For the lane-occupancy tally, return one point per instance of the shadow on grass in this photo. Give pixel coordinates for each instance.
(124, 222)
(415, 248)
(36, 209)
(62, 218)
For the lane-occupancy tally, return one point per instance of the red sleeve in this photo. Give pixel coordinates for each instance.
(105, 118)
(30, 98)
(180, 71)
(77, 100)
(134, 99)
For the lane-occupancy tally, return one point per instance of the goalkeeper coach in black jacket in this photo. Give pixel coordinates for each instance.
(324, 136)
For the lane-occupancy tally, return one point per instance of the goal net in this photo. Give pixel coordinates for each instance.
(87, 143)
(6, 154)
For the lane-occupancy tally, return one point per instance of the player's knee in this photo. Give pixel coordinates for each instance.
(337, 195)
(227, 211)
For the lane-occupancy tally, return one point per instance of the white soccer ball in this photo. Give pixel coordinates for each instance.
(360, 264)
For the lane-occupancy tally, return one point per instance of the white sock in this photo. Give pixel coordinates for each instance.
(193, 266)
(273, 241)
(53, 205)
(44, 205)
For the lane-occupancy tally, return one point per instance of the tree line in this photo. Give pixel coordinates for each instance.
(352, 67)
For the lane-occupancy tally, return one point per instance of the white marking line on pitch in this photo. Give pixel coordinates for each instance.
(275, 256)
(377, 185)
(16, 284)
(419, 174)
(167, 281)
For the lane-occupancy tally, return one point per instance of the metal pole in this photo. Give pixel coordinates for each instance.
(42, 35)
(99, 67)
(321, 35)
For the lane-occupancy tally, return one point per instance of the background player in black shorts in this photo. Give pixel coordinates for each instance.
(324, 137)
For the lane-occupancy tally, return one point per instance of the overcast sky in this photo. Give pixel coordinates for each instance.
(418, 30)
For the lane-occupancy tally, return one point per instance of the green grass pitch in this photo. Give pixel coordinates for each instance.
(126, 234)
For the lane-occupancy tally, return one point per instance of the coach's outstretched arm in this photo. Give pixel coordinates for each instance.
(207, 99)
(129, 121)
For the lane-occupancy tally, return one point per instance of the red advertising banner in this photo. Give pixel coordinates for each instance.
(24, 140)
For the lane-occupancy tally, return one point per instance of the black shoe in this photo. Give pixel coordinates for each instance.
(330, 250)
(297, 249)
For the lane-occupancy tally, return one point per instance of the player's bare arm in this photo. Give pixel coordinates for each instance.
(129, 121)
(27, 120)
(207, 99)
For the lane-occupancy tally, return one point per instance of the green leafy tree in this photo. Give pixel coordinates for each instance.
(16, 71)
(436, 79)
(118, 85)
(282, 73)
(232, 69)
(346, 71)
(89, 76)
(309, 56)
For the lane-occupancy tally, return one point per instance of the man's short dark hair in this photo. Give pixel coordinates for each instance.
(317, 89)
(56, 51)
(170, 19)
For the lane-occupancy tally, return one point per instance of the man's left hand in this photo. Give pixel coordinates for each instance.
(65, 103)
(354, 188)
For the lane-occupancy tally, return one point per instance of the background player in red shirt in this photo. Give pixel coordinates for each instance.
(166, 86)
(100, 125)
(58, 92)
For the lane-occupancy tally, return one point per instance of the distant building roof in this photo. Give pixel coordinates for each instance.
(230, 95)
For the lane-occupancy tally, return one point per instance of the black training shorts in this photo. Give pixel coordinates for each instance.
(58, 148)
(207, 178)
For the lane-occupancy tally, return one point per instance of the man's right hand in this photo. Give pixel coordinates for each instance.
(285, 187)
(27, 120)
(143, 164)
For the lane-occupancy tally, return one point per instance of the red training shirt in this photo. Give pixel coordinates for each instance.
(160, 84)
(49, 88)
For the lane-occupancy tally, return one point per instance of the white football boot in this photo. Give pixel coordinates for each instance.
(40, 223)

————————

__Assignment__. Please repeat every entry, exactly as it was written.

__Written answer__.
For the lane-occupancy tally, return one point per instance of the shadow on grass in this photo. Give pixel coordinates for each instance.
(124, 222)
(415, 248)
(36, 209)
(62, 218)
For the lane-occupancy tally, return one point per instance of the red sleeve in this photo. Give pixel coordinates for each instance.
(105, 118)
(30, 98)
(180, 71)
(77, 100)
(134, 99)
For the lane-occupancy tally, return one point per instance of the goalkeeper coach in black jacket in this photo. Give pixel coordinates for each instance.
(324, 136)
For the lane-occupancy tally, return one point per instance of the goal net in this photo. Give pixel coordinates for each instance.
(87, 143)
(6, 154)
For the lane-occupancy tally, return one point per instance of the player's knee in this photo. Give pixel coordinates for each instance.
(337, 195)
(227, 211)
For the lane-occupancy tally, return one point per instance of the white soccer ball in this photo. Give pixel coordinates for each instance.
(360, 264)
For the lane-occupancy tally, return one point per instance of the white sock in this photo. Give pixel coordinates for each instance.
(193, 266)
(273, 241)
(53, 205)
(44, 205)
For the lane-occupancy tally, return one point per instance of the tree line in this photo. Give pixel coordinates for each instance.
(352, 67)
For the lane-occupancy tally, return one point per instance of the white marking line on pitch in this photo. Give pixel coordinates for each instance.
(275, 256)
(377, 185)
(16, 284)
(419, 174)
(167, 281)
For the lane-occupancy tally, return one point per instance of the metal pole in this photo. Give pixel coordinates for each instance.
(42, 35)
(99, 67)
(321, 35)
For the lane-occupancy tally, return one point per instance of the background player in black shorts in this photo. Give pixel coordinates for each instance.
(324, 137)
For the lane-occupancy tally, return one point per instance of the overcast sky in this photo. Give pixel coordinates for each instance.
(418, 30)
For the lane-occupancy tally, return one point per instance of the green grass pitch in this photo. Give pixel coordinates for each instance.
(126, 234)
For the lane-occupancy tally, return one point per instance of the coach's outstretched arm in this photo. Give pixel coordinates for each instance.
(207, 99)
(129, 121)
For the lane-occupancy tally, return one point per instance of the red advertising banner in this photo. Give pixel coordinates for each instance.
(24, 140)
For the lane-occupancy tally, return one point per instance of the black shoe in this photo. Give pixel coordinates for each instance.
(330, 250)
(297, 249)
For the lane-occupancy tally, return one point per instance of the player's bare arm in this photo. Give pixel coordinates for each instance.
(129, 121)
(27, 120)
(207, 99)
For the lane-occupancy tally, return one point per instance of the green leafy tree in this photo. Give pixel coordinates for each instance.
(16, 71)
(436, 79)
(118, 85)
(282, 73)
(232, 69)
(346, 71)
(89, 76)
(309, 56)
For the lane-occupancy tally, return one point per instance of the man's short dark hair in this photo. Give pixel coordinates for each instance.
(317, 89)
(56, 51)
(170, 19)
For the lane-occupancy tally, return one point per instance of the man's left hand in this photo. Give pixel coordinates for each instance.
(65, 103)
(354, 188)
For the lane-occupancy tally, return one point per instance of the background player in red shirt in this photo. Give pixel coordinates for each instance.
(166, 86)
(100, 125)
(58, 92)
For the lane-occupancy tally, return one point per instance of the distant building roof in this photo. Give pixel coordinates for each instance.
(230, 95)
For the lane-occupancy tally, return one point per instance of the black training shorts in this photo. Give pixel coordinates for each instance.
(58, 148)
(207, 178)
For the lane-occupancy tally, return one point per instance of the man's right hand in this photo. Give pixel coordinates for each instance.
(285, 187)
(27, 120)
(143, 164)
For the lane-occupancy tally, return one point per instance of the red training shirt in this photo. Give pixel coordinates for each instance.
(160, 84)
(49, 88)
For the lane-occupancy tally, return one point per instance of the white football boot in this photo. Give pixel coordinates for each instance.
(40, 223)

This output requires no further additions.